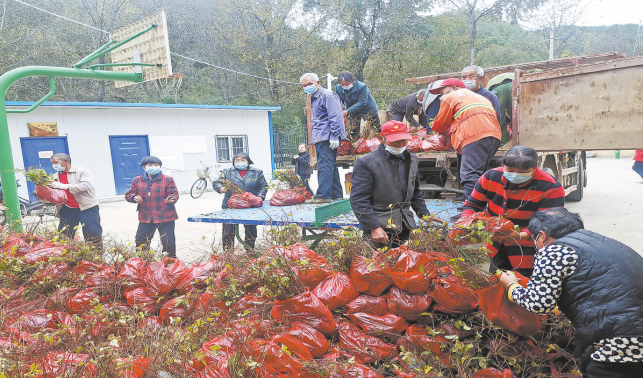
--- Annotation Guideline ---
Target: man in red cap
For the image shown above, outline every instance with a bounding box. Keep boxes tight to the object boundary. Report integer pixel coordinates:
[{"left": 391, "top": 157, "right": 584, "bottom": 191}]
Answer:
[
  {"left": 350, "top": 120, "right": 438, "bottom": 248},
  {"left": 430, "top": 78, "right": 501, "bottom": 206}
]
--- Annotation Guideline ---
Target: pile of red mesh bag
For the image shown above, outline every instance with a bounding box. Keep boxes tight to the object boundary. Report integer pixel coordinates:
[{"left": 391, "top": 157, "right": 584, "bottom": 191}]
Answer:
[
  {"left": 449, "top": 212, "right": 515, "bottom": 244},
  {"left": 337, "top": 140, "right": 352, "bottom": 156}
]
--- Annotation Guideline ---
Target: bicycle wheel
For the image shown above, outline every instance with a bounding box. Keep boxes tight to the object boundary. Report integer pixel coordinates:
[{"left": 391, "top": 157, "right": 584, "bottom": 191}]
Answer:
[
  {"left": 191, "top": 178, "right": 208, "bottom": 199},
  {"left": 0, "top": 210, "right": 6, "bottom": 226}
]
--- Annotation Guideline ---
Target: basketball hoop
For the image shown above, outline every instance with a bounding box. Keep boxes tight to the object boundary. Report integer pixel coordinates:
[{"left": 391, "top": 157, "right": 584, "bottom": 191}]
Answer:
[{"left": 152, "top": 73, "right": 183, "bottom": 103}]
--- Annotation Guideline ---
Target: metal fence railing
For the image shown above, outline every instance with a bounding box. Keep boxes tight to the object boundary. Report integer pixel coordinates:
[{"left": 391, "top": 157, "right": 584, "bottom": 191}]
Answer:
[{"left": 273, "top": 127, "right": 308, "bottom": 169}]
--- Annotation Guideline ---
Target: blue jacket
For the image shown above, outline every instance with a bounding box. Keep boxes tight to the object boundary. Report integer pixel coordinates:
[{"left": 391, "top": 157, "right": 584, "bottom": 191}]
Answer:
[
  {"left": 474, "top": 87, "right": 501, "bottom": 123},
  {"left": 335, "top": 81, "right": 378, "bottom": 116},
  {"left": 310, "top": 87, "right": 346, "bottom": 144}
]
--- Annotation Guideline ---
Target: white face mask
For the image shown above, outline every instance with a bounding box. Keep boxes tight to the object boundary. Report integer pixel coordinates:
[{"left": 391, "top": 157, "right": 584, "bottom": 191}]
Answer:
[
  {"left": 342, "top": 84, "right": 353, "bottom": 90},
  {"left": 385, "top": 145, "right": 406, "bottom": 156},
  {"left": 463, "top": 79, "right": 478, "bottom": 91}
]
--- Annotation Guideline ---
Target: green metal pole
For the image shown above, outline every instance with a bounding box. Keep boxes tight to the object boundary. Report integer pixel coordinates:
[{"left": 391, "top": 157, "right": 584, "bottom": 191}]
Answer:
[
  {"left": 615, "top": 150, "right": 620, "bottom": 159},
  {"left": 0, "top": 66, "right": 140, "bottom": 230}
]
=======
What to do: The answer is every line in the data where the word "Target" appears.

Answer space:
Target: man in red cap
Target: pile of red mesh bag
Target: bicycle wheel
Target: basketball hoop
Target: metal fence railing
Target: blue jacket
Target: white face mask
Target: green metal pole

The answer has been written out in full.